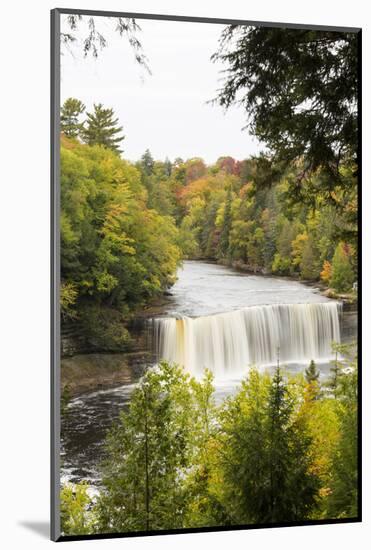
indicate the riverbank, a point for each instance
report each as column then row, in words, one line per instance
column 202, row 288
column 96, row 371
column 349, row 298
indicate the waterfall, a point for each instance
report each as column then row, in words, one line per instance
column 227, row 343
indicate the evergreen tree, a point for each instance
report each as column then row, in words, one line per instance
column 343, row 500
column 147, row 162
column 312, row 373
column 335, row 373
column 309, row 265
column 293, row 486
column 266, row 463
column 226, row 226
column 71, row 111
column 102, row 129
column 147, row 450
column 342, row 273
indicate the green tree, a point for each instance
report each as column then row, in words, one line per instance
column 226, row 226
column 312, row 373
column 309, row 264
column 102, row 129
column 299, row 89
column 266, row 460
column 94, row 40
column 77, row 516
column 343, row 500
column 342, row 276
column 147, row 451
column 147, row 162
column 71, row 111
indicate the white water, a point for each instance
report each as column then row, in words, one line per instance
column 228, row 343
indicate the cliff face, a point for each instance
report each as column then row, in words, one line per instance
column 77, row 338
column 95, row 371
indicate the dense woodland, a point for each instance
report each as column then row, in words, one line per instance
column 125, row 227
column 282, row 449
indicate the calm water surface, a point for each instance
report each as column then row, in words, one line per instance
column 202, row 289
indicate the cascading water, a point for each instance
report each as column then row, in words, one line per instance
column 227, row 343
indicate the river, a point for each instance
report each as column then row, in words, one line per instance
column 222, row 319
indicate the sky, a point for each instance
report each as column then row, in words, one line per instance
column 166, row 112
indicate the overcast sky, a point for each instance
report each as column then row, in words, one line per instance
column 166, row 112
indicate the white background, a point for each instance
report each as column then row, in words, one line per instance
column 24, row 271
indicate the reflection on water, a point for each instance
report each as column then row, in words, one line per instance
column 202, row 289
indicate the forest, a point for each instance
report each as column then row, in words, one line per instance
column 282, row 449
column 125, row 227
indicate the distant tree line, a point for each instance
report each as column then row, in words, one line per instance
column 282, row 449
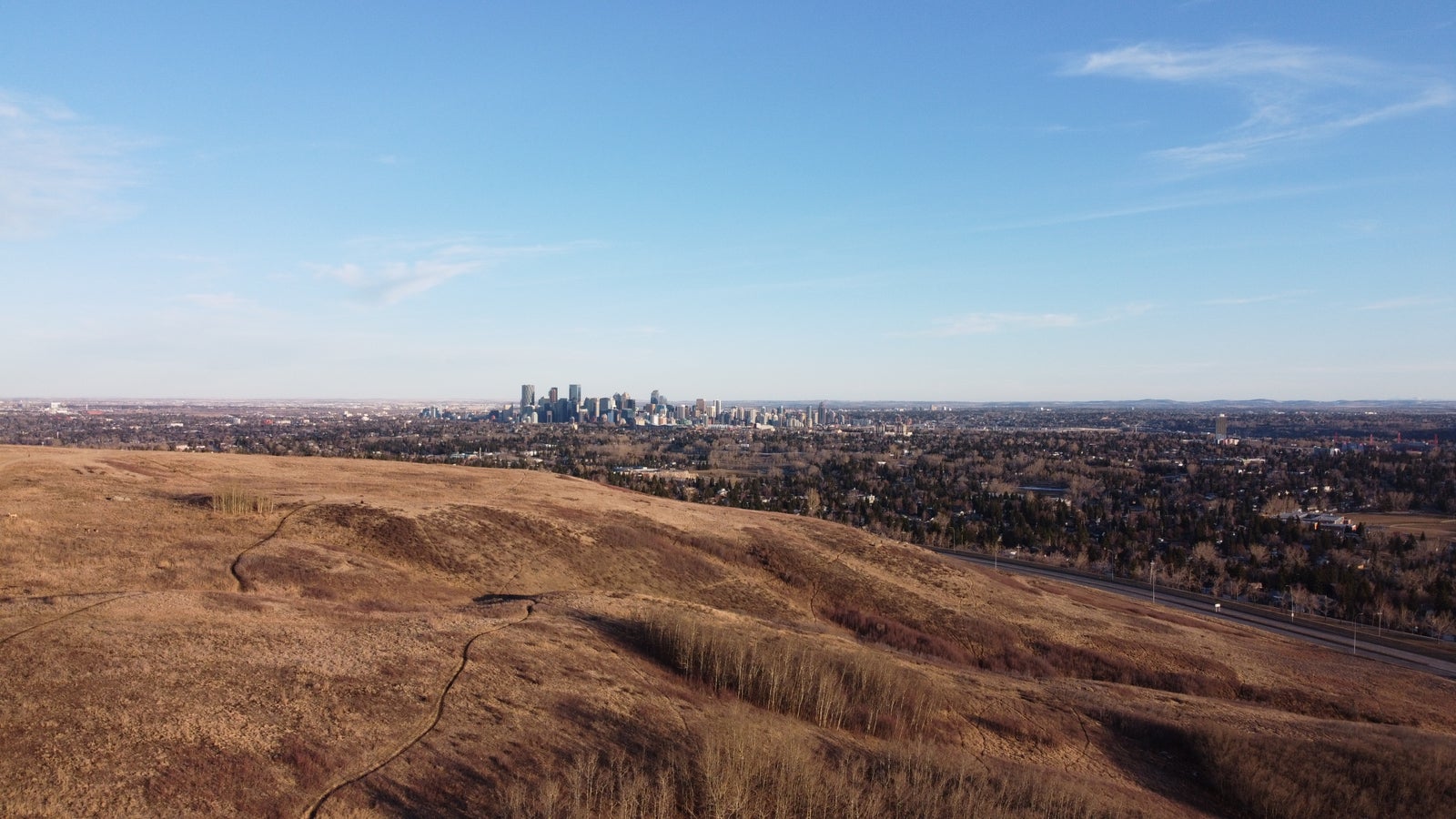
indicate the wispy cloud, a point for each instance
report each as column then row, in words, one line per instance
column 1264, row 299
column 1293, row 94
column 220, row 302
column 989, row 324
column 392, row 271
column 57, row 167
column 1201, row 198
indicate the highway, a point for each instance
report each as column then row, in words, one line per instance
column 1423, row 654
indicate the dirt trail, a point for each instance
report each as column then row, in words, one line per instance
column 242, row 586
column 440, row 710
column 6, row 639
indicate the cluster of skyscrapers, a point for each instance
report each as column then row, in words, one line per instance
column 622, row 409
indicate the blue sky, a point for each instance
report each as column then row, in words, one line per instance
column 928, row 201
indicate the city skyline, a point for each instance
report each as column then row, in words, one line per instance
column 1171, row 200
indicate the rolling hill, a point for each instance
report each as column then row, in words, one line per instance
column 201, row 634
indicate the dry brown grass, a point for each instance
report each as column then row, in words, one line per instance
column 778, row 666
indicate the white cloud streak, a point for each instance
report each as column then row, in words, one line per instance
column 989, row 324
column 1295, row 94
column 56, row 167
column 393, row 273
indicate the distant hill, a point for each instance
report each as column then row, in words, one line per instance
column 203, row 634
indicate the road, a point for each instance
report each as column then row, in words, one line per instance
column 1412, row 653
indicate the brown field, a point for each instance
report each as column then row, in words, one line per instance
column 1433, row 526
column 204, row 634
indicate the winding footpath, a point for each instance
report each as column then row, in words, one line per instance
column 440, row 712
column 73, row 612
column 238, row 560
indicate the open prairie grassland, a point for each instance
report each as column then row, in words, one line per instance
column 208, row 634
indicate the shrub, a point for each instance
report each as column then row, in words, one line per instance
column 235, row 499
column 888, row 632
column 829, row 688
────────────────────
Render every line above as a JSON list of strings, one string per line and blank lines omitted, leaving out the pictures.

* **Expected answer**:
[
  "indicate the riverbank, a point for each instance",
  "report each as column then row, in words, one line per instance",
  "column 202, row 288",
  "column 96, row 371",
  "column 349, row 298",
  "indicate the waterfall, a point for each instance",
  "report each as column then row, in words, one line per instance",
  "column 227, row 343",
  "indicate the evergreen tree, a point for each instance",
  "report each as column then row, in words, one line per instance",
  "column 343, row 500",
  "column 147, row 162",
  "column 312, row 373",
  "column 335, row 373",
  "column 309, row 265",
  "column 293, row 486",
  "column 266, row 463",
  "column 226, row 226",
  "column 71, row 111",
  "column 102, row 129",
  "column 147, row 450",
  "column 342, row 273",
  "indicate the green tree, a point for each instance",
  "report each as column then row, in words, one line per instance",
  "column 226, row 226",
  "column 312, row 373",
  "column 309, row 264",
  "column 102, row 129",
  "column 299, row 89",
  "column 266, row 460",
  "column 94, row 40",
  "column 77, row 516",
  "column 343, row 500",
  "column 342, row 276",
  "column 147, row 451",
  "column 147, row 162",
  "column 71, row 111",
  "indicate the white water, a point for each instance",
  "report each as column then row, in words, one line per instance",
  "column 228, row 343",
  "indicate the cliff face, a point for each instance",
  "report each as column then row, in words, one line per instance",
  "column 77, row 338",
  "column 95, row 371",
  "indicate the dense woodland, a point for each instance",
  "report each as column then row, in words, one line per instance",
  "column 125, row 227",
  "column 282, row 449",
  "indicate the calm water surface, a point for each instance",
  "report each as column then row, in words, one line per instance",
  "column 202, row 289",
  "indicate the cascading water, a point for each instance",
  "report each as column then row, in words, one line per instance",
  "column 227, row 343",
  "indicate the river, a point for each instance",
  "report each as column then row, in words, one line per instance",
  "column 222, row 319",
  "indicate the sky, a point for each instance",
  "report each as column then row, in words, one line per instance",
  "column 166, row 112",
  "indicate the overcast sky, a point for each instance",
  "report each as column then row, in words, one line per instance",
  "column 166, row 112",
  "indicate the white background, a point for each instance",
  "report each as column then row, in words, one line per instance",
  "column 24, row 271",
  "indicate the reflection on water, a point for each instance",
  "report each as column then row, in words, one line per instance",
  "column 202, row 289",
  "indicate the forest, a point for each instance",
  "report each as column then row, in words, one line per instance",
  "column 282, row 449",
  "column 125, row 227",
  "indicate the distant tree line, a point for each instance",
  "report each as column then row, in words, one line per instance",
  "column 282, row 449",
  "indicate the wispy cloud, a point for each instance",
  "report each as column then row, in words, one line per instance",
  "column 1264, row 299",
  "column 1293, row 94",
  "column 220, row 302",
  "column 989, row 324",
  "column 392, row 271",
  "column 57, row 167",
  "column 1201, row 198",
  "indicate the highway, a point for each instance",
  "report each as column then row, in words, one line per instance",
  "column 1423, row 654",
  "indicate the dirt trail, a point for each instance",
  "report each as column then row, in words, one line per instance",
  "column 242, row 586",
  "column 440, row 710",
  "column 6, row 639",
  "indicate the cluster of skyscrapers, a point for each instance",
  "report each as column then row, in words, one line per instance",
  "column 622, row 409",
  "indicate the blue sky, a point for each instance",
  "report each as column then row, in words, one line per instance",
  "column 928, row 201",
  "indicate the city skyline, a point for each instance",
  "report each as column then row, in words, one line per instance",
  "column 1171, row 200",
  "indicate the rolling hill, a point for each instance",
  "report each as column then row, in words, one line per instance",
  "column 201, row 634",
  "indicate the dry brown grass, a point for each instance",
  "report each as column then row, in words, one line per instance",
  "column 778, row 666",
  "indicate the white cloud streak, a point for each instance",
  "report each as column then row, in words, one line per instance",
  "column 989, row 324",
  "column 1295, row 94",
  "column 56, row 167",
  "column 393, row 273",
  "indicate the distant hill, a point for each instance",
  "report each as column then row, in words, one line per instance",
  "column 203, row 634",
  "indicate the road, a point for each instance",
  "report each as column then row, in words, one line per instance",
  "column 1412, row 653",
  "indicate the brown field, a point for each instance",
  "report each as column then row, in words, one line per instance",
  "column 1433, row 526",
  "column 204, row 634",
  "indicate the winding footpath, a point for each instance",
  "report each as column then row, in words, one line per instance",
  "column 440, row 712",
  "column 73, row 612",
  "column 238, row 560",
  "indicate the open prairie grassland, a point for each instance",
  "report each as column then row, in words, one line per instance",
  "column 208, row 634",
  "indicate the shrub, a point for each instance",
  "report each as column then row, in words, one line per instance",
  "column 235, row 499",
  "column 888, row 632",
  "column 829, row 688"
]